# Task brief
Locate each line in the rows below that contains the word "volcanic" and copy those lines out.

Entries from a point annotation set:

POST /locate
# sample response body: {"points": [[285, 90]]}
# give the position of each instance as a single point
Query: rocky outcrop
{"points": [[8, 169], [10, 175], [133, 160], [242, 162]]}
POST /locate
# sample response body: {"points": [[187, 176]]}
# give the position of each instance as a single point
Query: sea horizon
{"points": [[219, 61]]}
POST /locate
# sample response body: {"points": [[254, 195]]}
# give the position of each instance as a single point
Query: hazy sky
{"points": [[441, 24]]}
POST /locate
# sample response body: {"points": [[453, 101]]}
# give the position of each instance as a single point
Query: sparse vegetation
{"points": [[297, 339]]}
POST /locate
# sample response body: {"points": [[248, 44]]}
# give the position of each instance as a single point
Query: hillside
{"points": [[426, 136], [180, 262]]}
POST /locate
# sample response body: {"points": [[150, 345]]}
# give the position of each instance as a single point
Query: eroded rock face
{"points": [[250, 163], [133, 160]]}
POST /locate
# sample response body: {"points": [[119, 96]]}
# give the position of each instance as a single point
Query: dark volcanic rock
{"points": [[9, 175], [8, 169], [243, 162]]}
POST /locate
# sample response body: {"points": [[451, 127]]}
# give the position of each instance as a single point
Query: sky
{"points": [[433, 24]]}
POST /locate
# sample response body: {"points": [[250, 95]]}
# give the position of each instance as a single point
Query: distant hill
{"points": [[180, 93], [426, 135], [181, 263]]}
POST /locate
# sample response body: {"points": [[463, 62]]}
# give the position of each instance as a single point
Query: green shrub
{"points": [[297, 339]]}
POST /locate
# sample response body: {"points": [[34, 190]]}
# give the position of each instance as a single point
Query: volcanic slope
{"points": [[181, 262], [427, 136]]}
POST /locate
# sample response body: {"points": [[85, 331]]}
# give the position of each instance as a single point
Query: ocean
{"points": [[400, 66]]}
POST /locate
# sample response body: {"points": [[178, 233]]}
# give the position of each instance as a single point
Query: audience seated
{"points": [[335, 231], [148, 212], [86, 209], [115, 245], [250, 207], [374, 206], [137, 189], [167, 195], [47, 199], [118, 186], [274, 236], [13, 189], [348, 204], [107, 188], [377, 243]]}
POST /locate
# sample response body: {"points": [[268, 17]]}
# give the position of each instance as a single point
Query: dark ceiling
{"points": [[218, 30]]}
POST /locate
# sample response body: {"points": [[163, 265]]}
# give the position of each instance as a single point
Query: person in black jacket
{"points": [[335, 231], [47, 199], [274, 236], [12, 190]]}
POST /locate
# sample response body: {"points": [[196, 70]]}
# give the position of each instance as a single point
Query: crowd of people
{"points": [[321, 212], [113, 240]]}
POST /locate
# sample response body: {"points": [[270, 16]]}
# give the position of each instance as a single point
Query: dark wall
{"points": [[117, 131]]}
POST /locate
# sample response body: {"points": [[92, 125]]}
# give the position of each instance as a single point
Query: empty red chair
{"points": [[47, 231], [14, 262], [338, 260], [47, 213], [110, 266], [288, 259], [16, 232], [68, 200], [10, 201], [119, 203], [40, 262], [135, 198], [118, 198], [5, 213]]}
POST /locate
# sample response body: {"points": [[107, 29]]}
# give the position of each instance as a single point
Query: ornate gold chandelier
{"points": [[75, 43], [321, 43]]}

# The response
Query: dark volcanic rock
Query: volcanic slope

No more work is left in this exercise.